» Instruções da tarefa
Some 104 a cada número das coordenadas das respostas e reescreva todas as linhas de texto, começando no início dos registros e indo até a linha com "x=413, y=505", inclusive. Deixe as imagens fora da resposta.

» Registros para usar

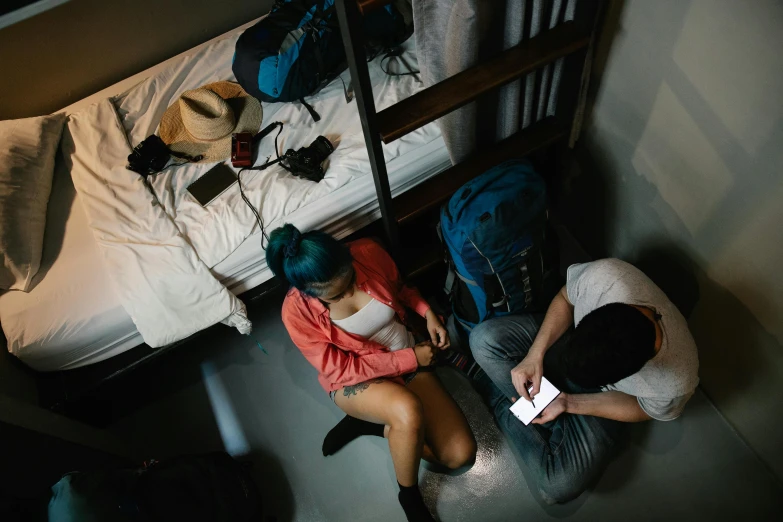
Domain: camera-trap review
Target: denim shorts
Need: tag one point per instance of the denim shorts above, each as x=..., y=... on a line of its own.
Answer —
x=407, y=378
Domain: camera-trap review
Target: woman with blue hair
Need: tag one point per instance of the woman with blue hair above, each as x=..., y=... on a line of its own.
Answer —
x=346, y=311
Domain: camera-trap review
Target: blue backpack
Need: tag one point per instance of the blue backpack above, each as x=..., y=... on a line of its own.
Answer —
x=494, y=229
x=297, y=49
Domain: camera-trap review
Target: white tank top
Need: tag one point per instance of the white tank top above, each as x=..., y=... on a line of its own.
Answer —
x=378, y=322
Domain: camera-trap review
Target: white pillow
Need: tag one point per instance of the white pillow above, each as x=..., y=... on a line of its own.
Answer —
x=27, y=151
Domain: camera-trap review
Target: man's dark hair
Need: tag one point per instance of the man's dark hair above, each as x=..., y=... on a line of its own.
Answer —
x=611, y=343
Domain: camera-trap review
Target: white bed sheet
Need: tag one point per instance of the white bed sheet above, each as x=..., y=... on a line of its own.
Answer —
x=73, y=318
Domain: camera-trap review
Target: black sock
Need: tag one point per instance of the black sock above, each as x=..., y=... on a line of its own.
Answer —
x=346, y=430
x=463, y=363
x=413, y=505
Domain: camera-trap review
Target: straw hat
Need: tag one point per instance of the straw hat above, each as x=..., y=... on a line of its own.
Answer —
x=202, y=121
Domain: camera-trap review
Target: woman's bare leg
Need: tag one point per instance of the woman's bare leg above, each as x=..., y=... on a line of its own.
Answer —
x=391, y=404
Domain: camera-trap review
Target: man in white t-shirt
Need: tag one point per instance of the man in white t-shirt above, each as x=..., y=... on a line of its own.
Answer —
x=630, y=358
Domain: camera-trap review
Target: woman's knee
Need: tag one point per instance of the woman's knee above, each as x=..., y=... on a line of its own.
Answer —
x=406, y=412
x=559, y=490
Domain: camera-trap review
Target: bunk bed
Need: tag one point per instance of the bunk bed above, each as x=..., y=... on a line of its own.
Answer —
x=568, y=41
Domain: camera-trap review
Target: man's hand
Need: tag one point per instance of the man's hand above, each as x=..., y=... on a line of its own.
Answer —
x=554, y=410
x=425, y=353
x=438, y=333
x=530, y=370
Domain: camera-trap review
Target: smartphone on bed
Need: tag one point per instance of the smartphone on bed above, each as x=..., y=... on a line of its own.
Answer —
x=526, y=410
x=212, y=184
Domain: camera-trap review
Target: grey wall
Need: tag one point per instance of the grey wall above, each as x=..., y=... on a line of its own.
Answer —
x=682, y=172
x=62, y=55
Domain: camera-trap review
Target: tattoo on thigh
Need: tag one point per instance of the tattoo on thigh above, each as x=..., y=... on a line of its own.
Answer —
x=358, y=388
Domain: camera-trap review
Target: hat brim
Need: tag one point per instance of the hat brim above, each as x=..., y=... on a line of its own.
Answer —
x=247, y=110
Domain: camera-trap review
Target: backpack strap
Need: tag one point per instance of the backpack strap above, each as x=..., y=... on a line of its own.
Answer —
x=310, y=109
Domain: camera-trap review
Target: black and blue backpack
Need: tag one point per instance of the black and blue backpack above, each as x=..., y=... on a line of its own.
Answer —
x=297, y=49
x=495, y=231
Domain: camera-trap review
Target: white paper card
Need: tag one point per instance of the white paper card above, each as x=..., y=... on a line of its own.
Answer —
x=525, y=411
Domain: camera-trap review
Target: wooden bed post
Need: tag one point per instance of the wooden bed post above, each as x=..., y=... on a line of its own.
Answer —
x=351, y=27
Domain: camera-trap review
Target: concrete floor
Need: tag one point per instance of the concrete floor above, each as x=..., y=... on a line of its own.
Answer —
x=223, y=392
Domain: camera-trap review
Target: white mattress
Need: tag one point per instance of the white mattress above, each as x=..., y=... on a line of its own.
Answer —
x=73, y=318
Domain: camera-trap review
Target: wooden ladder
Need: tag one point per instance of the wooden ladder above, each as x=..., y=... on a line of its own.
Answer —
x=569, y=40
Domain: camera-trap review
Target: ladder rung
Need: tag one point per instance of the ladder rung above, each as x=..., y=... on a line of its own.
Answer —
x=462, y=88
x=417, y=261
x=436, y=190
x=365, y=6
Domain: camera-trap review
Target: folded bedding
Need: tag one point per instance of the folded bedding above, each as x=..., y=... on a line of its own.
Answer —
x=157, y=244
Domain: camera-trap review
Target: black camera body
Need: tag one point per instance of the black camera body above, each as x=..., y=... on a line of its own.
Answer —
x=152, y=155
x=306, y=162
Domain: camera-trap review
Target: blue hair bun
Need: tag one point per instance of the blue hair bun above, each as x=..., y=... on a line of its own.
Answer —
x=292, y=248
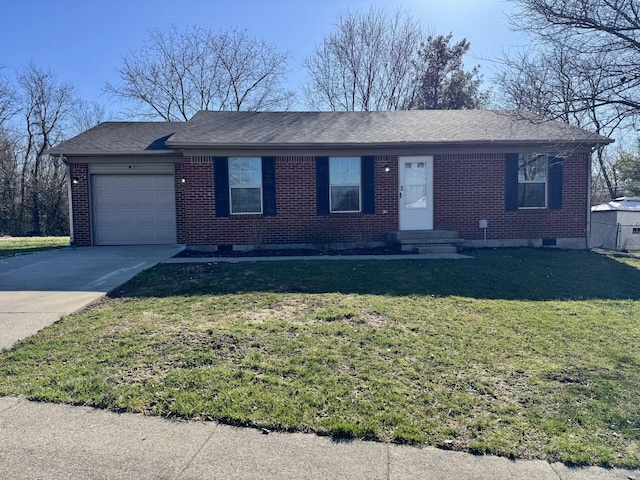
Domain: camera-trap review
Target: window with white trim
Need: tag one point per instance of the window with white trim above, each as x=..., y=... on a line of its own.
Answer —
x=344, y=184
x=245, y=185
x=532, y=180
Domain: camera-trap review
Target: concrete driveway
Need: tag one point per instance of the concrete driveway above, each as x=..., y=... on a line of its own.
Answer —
x=37, y=289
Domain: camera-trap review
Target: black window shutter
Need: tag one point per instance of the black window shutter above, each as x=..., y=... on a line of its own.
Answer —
x=221, y=185
x=511, y=182
x=555, y=183
x=322, y=185
x=368, y=185
x=269, y=186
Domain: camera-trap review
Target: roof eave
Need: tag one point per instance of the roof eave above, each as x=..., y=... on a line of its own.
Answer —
x=440, y=144
x=102, y=153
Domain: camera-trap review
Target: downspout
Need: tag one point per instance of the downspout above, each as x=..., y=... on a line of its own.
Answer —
x=69, y=185
x=589, y=180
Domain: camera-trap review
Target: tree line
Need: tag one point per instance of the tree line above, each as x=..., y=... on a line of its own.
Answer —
x=581, y=65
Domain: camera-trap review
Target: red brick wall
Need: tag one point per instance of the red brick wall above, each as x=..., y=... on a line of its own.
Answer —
x=471, y=187
x=81, y=204
x=467, y=188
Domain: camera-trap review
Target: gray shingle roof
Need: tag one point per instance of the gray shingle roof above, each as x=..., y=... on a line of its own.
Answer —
x=316, y=129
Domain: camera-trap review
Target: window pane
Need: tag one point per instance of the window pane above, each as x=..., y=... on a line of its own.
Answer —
x=246, y=200
x=531, y=195
x=245, y=172
x=345, y=199
x=344, y=170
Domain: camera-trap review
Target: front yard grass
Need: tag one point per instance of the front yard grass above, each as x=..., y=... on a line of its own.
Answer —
x=517, y=352
x=10, y=246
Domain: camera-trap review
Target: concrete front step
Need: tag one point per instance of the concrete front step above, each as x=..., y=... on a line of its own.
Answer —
x=426, y=241
x=434, y=248
x=411, y=236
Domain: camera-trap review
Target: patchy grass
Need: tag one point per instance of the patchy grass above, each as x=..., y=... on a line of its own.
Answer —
x=10, y=246
x=521, y=353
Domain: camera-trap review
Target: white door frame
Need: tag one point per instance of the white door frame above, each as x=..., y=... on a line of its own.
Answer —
x=415, y=207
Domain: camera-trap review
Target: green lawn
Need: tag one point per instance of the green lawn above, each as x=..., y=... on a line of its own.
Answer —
x=10, y=246
x=517, y=352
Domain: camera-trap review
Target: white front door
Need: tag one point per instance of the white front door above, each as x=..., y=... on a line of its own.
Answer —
x=416, y=192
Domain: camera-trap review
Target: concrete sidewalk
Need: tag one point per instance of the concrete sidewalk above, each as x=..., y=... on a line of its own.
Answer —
x=39, y=288
x=46, y=441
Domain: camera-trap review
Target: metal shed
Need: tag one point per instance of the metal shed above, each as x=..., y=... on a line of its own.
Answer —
x=616, y=225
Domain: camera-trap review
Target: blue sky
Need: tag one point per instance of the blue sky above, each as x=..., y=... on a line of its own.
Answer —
x=84, y=41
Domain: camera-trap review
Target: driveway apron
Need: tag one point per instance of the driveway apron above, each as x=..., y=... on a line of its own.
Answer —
x=37, y=289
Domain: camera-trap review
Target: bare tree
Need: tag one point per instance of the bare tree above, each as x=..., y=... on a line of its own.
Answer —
x=9, y=184
x=443, y=82
x=86, y=115
x=601, y=37
x=177, y=73
x=369, y=62
x=582, y=66
x=7, y=100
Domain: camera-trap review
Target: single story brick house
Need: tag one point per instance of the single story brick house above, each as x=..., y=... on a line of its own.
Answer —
x=270, y=179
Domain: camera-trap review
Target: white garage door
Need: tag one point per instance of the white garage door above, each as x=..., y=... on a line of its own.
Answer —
x=133, y=209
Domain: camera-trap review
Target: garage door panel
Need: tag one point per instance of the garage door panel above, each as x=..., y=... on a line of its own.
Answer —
x=133, y=209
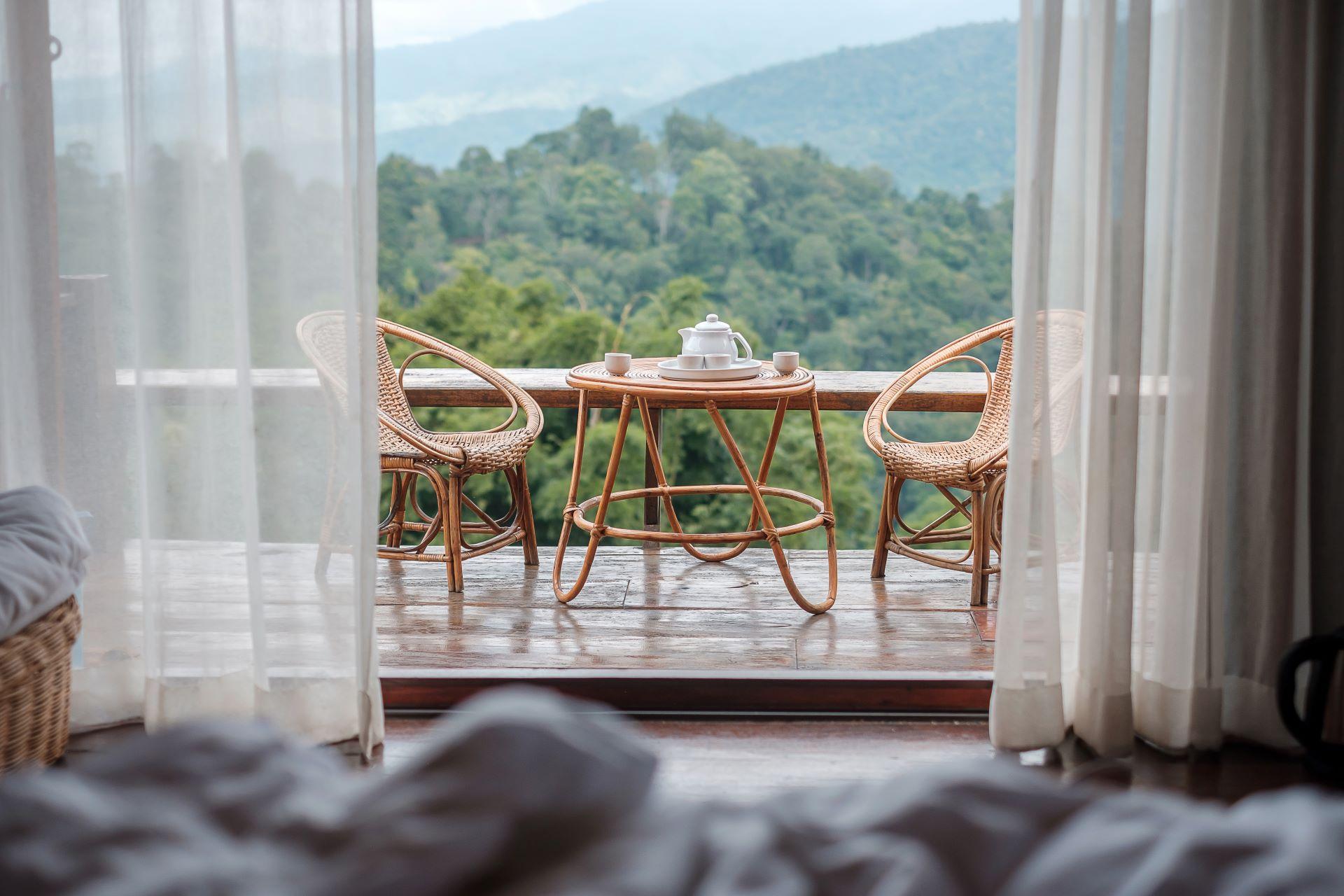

» Resposta da tarefa
Domain: camera-trap review
Target: denim shorts
Need: tag one point per instance of the denim shorts above, each as x=..., y=... on a line of its own.
Answer —
x=511, y=482
Domain: camera-trap review
Target: woman with blue hair
Need: tag one point per instance of the woman with blue hair above, each as x=..., y=... on a line of its own.
Answer —
x=450, y=415
Domain: camera-trap review
Target: blue backpack
Need: tag one point per instance of the blue backpack above, each as x=..., y=... on a line of its own.
Answer —
x=598, y=333
x=401, y=153
Domain: camera-trap review
Target: white tank top
Need: tag one point per instance of the white tank top above, each as x=..., y=... on a line of its own.
Answer —
x=482, y=426
Domain: camera-trap review
Target: white pillow
Need: tag one point per instance of the white pillow above, each as x=..., y=... on a line of its own.
Answer —
x=131, y=255
Domain: camera-trap review
Target: man's dark hair
Need: tag one point per instance of the man's dark hair above, each as x=..., y=... on a line of its own.
Answer —
x=715, y=447
Domain: camera-trap review
Target: white bed sheet
Need: tag one point per instance of the white bed sheet above, each as x=..., y=... on a line of its own.
Answer —
x=177, y=422
Domain: camera-trap review
Target: black sock
Need: tag one point per instance of the black sock above, each as x=..., y=... on a line of its own.
Answer —
x=450, y=534
x=567, y=467
x=517, y=609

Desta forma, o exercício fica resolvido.